_Supplied data_

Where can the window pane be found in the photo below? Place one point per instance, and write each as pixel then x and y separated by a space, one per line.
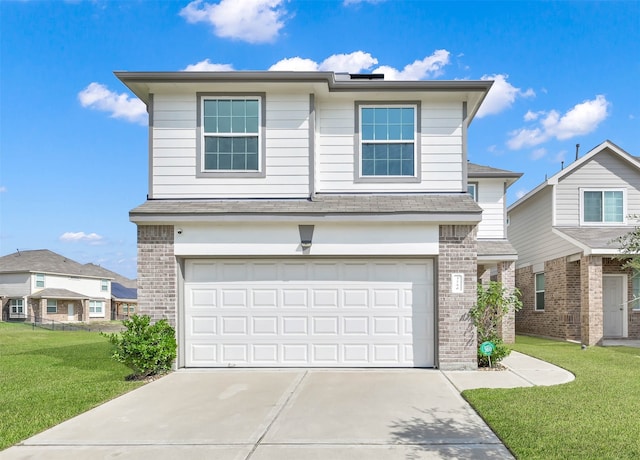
pixel 593 206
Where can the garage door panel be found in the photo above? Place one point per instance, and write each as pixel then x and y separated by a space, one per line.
pixel 328 313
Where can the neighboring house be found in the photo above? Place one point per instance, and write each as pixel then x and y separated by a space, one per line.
pixel 572 283
pixel 42 285
pixel 315 219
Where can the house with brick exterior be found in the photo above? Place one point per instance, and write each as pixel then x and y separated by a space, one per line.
pixel 41 285
pixel 316 218
pixel 573 284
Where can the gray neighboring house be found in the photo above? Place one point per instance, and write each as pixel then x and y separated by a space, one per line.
pixel 572 282
pixel 316 218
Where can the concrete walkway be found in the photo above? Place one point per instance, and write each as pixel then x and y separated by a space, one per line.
pixel 242 414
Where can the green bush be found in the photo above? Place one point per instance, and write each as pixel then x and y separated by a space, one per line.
pixel 494 301
pixel 147 349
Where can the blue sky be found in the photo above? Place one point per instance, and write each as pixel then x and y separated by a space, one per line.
pixel 73 141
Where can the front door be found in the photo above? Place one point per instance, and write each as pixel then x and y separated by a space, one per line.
pixel 613 304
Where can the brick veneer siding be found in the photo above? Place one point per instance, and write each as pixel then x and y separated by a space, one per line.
pixel 457 342
pixel 157 272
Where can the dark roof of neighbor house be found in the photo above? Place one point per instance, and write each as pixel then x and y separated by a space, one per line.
pixel 120 292
pixel 460 206
pixel 52 293
pixel 601 238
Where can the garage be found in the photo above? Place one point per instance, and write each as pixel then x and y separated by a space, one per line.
pixel 312 312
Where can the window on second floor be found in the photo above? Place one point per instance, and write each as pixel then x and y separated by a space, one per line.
pixel 603 206
pixel 388 146
pixel 539 281
pixel 231 130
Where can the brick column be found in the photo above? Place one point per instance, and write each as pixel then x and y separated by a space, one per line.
pixel 507 277
pixel 157 272
pixel 457 337
pixel 591 314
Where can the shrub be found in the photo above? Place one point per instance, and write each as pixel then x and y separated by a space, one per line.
pixel 147 349
pixel 494 302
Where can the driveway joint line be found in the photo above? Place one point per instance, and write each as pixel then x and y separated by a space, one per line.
pixel 296 385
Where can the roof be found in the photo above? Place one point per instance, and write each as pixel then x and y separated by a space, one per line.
pixel 52 293
pixel 420 207
pixel 593 240
pixel 45 261
pixel 553 180
pixel 120 292
pixel 143 84
pixel 476 171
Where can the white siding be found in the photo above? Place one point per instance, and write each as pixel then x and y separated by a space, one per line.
pixel 174 151
pixel 530 231
pixel 441 149
pixel 490 193
pixel 603 171
pixel 14 284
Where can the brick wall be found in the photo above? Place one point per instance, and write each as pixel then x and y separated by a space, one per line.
pixel 157 289
pixel 457 342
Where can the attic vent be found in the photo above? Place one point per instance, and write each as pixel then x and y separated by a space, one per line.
pixel 367 76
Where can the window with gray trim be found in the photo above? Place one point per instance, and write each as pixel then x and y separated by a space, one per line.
pixel 387 140
pixel 539 282
pixel 231 134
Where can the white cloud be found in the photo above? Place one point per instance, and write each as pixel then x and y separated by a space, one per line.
pixel 208 66
pixel 252 21
pixel 501 96
pixel 352 63
pixel 430 66
pixel 582 119
pixel 91 238
pixel 98 97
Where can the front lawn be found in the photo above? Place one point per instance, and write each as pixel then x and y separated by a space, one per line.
pixel 50 376
pixel 597 416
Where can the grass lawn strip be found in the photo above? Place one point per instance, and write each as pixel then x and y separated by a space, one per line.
pixel 47 377
pixel 597 416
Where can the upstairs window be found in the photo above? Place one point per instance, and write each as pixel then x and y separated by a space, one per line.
pixel 603 206
pixel 539 291
pixel 231 134
pixel 388 145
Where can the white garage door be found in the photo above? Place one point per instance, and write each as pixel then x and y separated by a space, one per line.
pixel 337 313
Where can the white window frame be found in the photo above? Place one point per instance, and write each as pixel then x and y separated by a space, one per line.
pixel 538 291
pixel 55 306
pixel 93 308
pixel 417 167
pixel 20 310
pixel 200 147
pixel 602 190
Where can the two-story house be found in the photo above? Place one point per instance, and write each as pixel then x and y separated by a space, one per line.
pixel 41 285
pixel 312 218
pixel 564 230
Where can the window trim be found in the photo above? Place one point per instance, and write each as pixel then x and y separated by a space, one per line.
pixel 603 223
pixel 417 154
pixel 261 172
pixel 536 291
pixel 55 306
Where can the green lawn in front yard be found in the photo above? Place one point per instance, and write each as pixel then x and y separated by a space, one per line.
pixel 50 376
pixel 597 416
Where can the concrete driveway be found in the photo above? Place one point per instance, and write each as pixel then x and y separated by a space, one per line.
pixel 276 414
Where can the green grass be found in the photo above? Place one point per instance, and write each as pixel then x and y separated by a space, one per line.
pixel 50 376
pixel 597 416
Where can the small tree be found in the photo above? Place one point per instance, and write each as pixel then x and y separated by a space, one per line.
pixel 494 302
pixel 147 349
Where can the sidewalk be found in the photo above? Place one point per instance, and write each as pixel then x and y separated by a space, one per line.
pixel 522 371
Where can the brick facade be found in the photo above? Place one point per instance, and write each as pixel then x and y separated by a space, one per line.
pixel 457 339
pixel 157 272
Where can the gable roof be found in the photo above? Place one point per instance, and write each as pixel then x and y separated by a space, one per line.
pixel 553 180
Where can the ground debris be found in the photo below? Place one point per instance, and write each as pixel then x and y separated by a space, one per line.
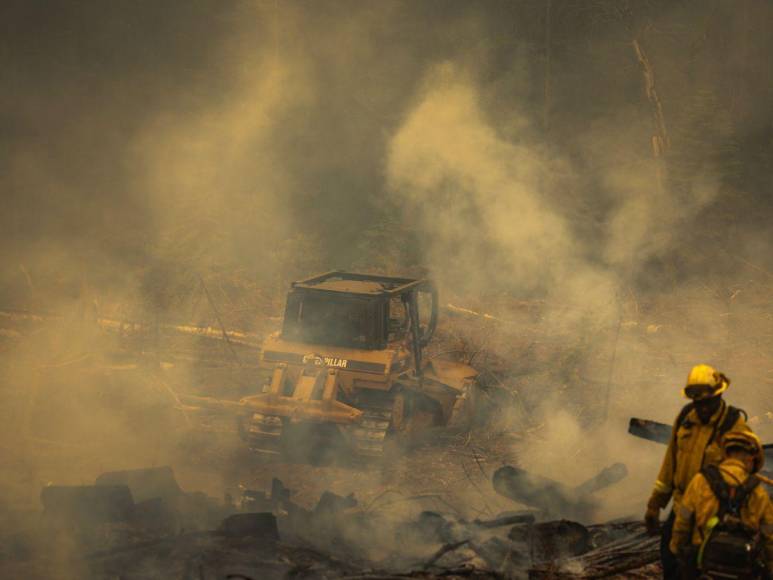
pixel 267 535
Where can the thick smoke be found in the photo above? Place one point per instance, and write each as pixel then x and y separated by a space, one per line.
pixel 146 147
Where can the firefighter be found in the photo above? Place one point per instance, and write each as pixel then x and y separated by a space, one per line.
pixel 694 444
pixel 724 525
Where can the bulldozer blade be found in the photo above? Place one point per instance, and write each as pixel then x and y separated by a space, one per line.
pixel 650 430
pixel 550 497
pixel 606 477
pixel 144 484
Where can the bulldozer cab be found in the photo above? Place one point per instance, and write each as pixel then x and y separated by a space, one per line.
pixel 347 365
pixel 360 311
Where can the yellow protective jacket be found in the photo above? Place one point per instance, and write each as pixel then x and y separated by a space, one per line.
pixel 699 505
pixel 693 445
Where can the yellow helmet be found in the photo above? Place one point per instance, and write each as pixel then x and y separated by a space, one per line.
pixel 705 382
pixel 748 441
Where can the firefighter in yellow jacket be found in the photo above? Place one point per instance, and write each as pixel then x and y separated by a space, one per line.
pixel 694 444
pixel 724 524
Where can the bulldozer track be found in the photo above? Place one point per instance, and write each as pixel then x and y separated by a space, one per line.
pixel 263 433
pixel 369 436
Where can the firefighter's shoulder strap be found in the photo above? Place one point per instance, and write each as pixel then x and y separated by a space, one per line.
pixel 731 499
pixel 731 418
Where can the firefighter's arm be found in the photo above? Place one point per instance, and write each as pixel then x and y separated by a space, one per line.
pixel 685 515
pixel 664 485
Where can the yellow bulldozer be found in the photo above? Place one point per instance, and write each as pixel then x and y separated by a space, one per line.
pixel 348 367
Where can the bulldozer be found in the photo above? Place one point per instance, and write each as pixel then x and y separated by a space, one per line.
pixel 348 367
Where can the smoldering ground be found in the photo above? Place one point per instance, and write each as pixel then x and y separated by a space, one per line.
pixel 505 148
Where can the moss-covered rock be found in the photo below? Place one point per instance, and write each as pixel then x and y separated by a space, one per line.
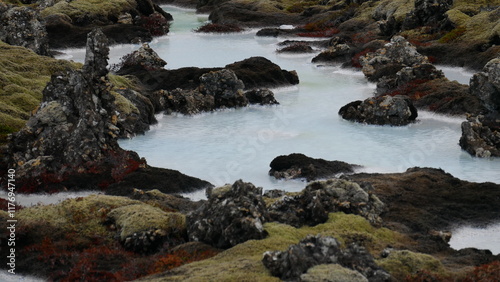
pixel 23 76
pixel 243 261
pixel 135 218
pixel 82 216
pixel 403 263
pixel 332 273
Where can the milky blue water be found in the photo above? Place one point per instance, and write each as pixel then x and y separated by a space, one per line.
pixel 227 145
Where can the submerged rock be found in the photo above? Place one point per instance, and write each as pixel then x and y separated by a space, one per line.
pixel 290 265
pixel 481 136
pixel 22 26
pixel 312 205
pixel 382 110
pixel 301 166
pixel 233 214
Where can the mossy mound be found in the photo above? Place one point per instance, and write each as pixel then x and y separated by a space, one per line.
pixel 403 263
pixel 132 219
pixel 82 216
pixel 243 261
pixel 23 76
pixel 332 273
pixel 81 11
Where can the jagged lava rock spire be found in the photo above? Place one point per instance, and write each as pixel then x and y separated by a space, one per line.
pixel 71 141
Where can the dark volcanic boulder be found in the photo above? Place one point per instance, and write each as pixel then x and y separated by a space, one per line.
pixel 422 200
pixel 149 178
pixel 71 141
pixel 486 85
pixel 339 53
pixel 397 111
pixel 428 13
pixel 312 205
pixel 233 214
pixel 261 72
pixel 481 136
pixel 21 26
pixel 144 57
pixel 261 97
pixel 255 72
pixel 289 265
pixel 302 166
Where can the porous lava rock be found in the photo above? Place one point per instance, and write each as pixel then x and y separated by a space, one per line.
pixel 233 214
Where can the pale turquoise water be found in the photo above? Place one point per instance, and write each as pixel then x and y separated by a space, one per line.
pixel 224 146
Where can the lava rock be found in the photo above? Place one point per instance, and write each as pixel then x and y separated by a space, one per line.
pixel 383 110
pixel 149 178
pixel 144 57
pixel 481 136
pixel 233 214
pixel 302 166
pixel 318 199
pixel 71 142
pixel 289 265
pixel 428 13
pixel 22 26
pixel 486 85
pixel 296 48
pixel 339 53
pixel 261 97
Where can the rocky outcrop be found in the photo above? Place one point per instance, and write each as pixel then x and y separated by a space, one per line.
pixel 291 264
pixel 339 53
pixel 481 133
pixel 21 26
pixel 148 178
pixel 301 166
pixel 312 205
pixel 481 136
pixel 71 141
pixel 429 13
pixel 121 21
pixel 422 201
pixel 486 85
pixel 382 110
pixel 233 214
pixel 255 72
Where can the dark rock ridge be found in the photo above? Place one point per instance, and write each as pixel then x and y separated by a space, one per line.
pixel 382 110
pixel 193 90
pixel 429 13
pixel 289 265
pixel 255 72
pixel 71 140
pixel 481 133
pixel 481 136
pixel 302 166
pixel 233 214
pixel 312 205
pixel 425 201
pixel 137 21
pixel 149 178
pixel 21 26
pixel 399 69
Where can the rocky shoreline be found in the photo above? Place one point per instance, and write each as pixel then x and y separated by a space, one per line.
pixel 343 226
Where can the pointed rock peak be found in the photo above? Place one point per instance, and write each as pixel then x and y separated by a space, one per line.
pixel 96 58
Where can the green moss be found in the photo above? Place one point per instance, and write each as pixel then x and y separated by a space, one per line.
pixel 23 76
pixel 400 264
pixel 332 273
pixel 79 10
pixel 83 216
pixel 141 217
pixel 243 261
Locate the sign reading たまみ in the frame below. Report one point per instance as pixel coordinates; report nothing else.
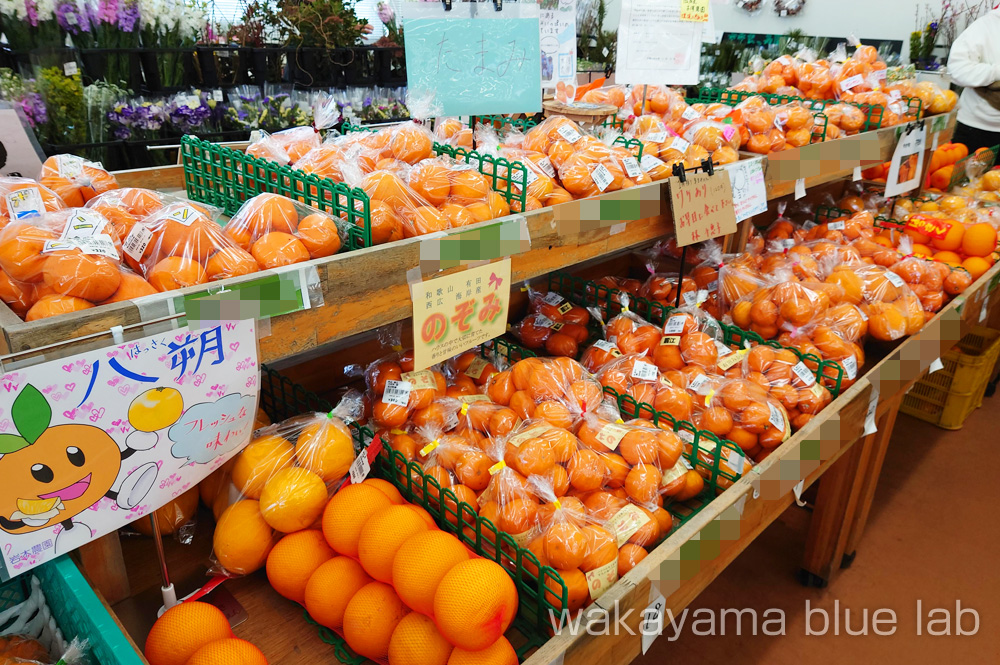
(457, 312)
(94, 441)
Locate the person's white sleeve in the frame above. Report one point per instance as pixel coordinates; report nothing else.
(969, 64)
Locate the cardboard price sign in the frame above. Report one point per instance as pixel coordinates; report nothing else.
(456, 312)
(94, 441)
(702, 206)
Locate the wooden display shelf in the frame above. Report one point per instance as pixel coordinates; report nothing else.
(368, 288)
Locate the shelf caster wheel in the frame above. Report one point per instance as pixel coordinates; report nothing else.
(807, 578)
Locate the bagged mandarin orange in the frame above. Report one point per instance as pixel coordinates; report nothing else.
(181, 245)
(74, 179)
(277, 231)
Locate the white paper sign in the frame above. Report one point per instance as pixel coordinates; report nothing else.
(655, 46)
(94, 441)
(749, 194)
(907, 162)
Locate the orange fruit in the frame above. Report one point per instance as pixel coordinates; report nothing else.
(183, 630)
(370, 619)
(232, 650)
(331, 587)
(417, 641)
(132, 286)
(292, 499)
(326, 448)
(346, 513)
(55, 305)
(277, 249)
(259, 461)
(498, 653)
(474, 604)
(242, 538)
(230, 262)
(293, 560)
(421, 563)
(381, 537)
(176, 272)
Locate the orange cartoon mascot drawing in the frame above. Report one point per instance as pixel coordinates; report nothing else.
(52, 474)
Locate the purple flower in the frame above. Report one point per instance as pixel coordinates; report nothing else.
(128, 16)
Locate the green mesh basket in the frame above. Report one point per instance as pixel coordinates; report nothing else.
(587, 293)
(227, 178)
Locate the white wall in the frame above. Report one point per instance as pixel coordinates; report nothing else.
(866, 19)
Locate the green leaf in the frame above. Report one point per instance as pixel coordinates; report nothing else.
(11, 443)
(31, 413)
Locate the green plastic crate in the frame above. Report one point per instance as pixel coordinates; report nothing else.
(948, 397)
(76, 610)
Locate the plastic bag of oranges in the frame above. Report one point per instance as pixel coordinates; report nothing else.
(282, 481)
(21, 198)
(277, 231)
(181, 245)
(74, 179)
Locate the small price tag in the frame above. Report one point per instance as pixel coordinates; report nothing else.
(137, 240)
(674, 325)
(805, 376)
(776, 417)
(569, 133)
(631, 167)
(649, 162)
(644, 371)
(850, 364)
(25, 203)
(360, 468)
(602, 177)
(397, 392)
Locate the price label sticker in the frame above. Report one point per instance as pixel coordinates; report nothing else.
(632, 168)
(644, 371)
(649, 162)
(397, 392)
(569, 133)
(25, 203)
(360, 468)
(137, 240)
(805, 375)
(776, 417)
(602, 177)
(674, 325)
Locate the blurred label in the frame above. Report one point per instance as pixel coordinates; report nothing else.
(458, 312)
(396, 392)
(626, 522)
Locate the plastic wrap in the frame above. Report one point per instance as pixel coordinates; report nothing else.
(277, 231)
(74, 179)
(283, 480)
(181, 245)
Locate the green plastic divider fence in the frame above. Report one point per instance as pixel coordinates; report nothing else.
(587, 293)
(960, 175)
(227, 178)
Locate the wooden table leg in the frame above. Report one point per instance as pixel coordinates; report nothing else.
(103, 564)
(836, 502)
(869, 477)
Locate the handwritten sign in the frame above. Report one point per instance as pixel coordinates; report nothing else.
(456, 312)
(702, 207)
(557, 26)
(472, 60)
(907, 161)
(94, 441)
(655, 45)
(694, 10)
(749, 193)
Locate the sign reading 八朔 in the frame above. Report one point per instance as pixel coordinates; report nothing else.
(91, 442)
(456, 312)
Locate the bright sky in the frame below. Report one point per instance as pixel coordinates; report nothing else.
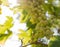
(12, 41)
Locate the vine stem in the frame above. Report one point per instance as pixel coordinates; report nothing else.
(35, 43)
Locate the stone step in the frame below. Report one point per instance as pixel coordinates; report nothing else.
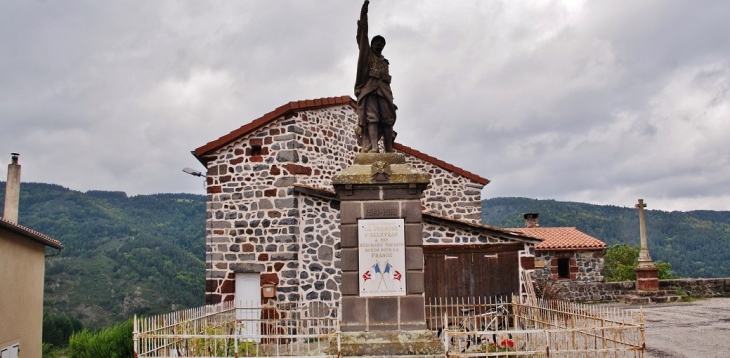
(645, 300)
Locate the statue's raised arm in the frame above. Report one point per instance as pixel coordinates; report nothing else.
(362, 24)
(376, 111)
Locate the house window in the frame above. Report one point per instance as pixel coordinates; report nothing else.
(10, 352)
(564, 267)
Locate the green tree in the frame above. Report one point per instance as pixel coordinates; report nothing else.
(620, 261)
(113, 342)
(58, 328)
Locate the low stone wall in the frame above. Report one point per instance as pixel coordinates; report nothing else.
(612, 291)
(699, 287)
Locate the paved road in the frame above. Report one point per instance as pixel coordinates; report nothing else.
(692, 330)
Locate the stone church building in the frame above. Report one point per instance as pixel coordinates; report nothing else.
(273, 217)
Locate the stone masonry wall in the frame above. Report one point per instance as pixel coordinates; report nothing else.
(449, 194)
(320, 274)
(438, 235)
(255, 218)
(581, 291)
(586, 266)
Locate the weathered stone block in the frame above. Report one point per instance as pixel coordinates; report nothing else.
(350, 285)
(414, 282)
(414, 258)
(287, 156)
(381, 209)
(411, 211)
(350, 212)
(414, 234)
(348, 235)
(247, 267)
(349, 261)
(383, 310)
(413, 310)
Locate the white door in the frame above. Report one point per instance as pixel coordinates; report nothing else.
(248, 304)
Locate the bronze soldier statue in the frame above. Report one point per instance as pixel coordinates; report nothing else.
(376, 111)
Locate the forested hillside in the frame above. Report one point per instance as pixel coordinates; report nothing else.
(696, 243)
(122, 255)
(145, 254)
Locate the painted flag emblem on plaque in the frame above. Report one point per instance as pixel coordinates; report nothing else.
(381, 252)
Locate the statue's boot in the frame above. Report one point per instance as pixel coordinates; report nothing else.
(388, 139)
(373, 135)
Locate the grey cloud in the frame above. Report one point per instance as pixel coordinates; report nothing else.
(602, 102)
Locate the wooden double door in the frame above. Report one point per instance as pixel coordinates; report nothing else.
(471, 270)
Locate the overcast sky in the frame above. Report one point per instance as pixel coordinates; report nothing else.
(602, 102)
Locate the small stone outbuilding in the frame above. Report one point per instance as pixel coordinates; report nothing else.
(565, 253)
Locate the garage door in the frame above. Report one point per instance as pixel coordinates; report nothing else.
(471, 271)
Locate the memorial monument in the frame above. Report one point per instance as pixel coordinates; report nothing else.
(381, 230)
(647, 275)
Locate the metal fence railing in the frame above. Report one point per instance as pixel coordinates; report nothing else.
(493, 327)
(474, 327)
(228, 330)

_Instructions for the task_
Output everything from the line containing "Where can the blue" down to the line containing "pixel 601 238", both included, as a two-column CSV with the headers text and answer. Give one row for each record's text and answer, with each field in double quotes and line breaks replaced by spaces.

_Correct answer_
text,answer
"Where can the blue sky be found in the photo above? Place one point per instance, and write each as pixel then x and y separated by a space, one per line.","pixel 73 141"
"Where can the front door be found in the photo above? Place one point per instance, and write each as pixel then x and y separated by a space, one per line.","pixel 613 304"
"Where can the brick veneer siding be found in the photo above? Place one point per instance, and write each as pixel then x and y separated by a space, one per line.","pixel 457 342 pixel 157 272"
"Where can the dark roof of neighbor house be found in the photo above? Place one point per instance, and write each as pixel then x and y separated by a space, one per line.","pixel 120 292 pixel 460 206 pixel 52 293 pixel 601 238"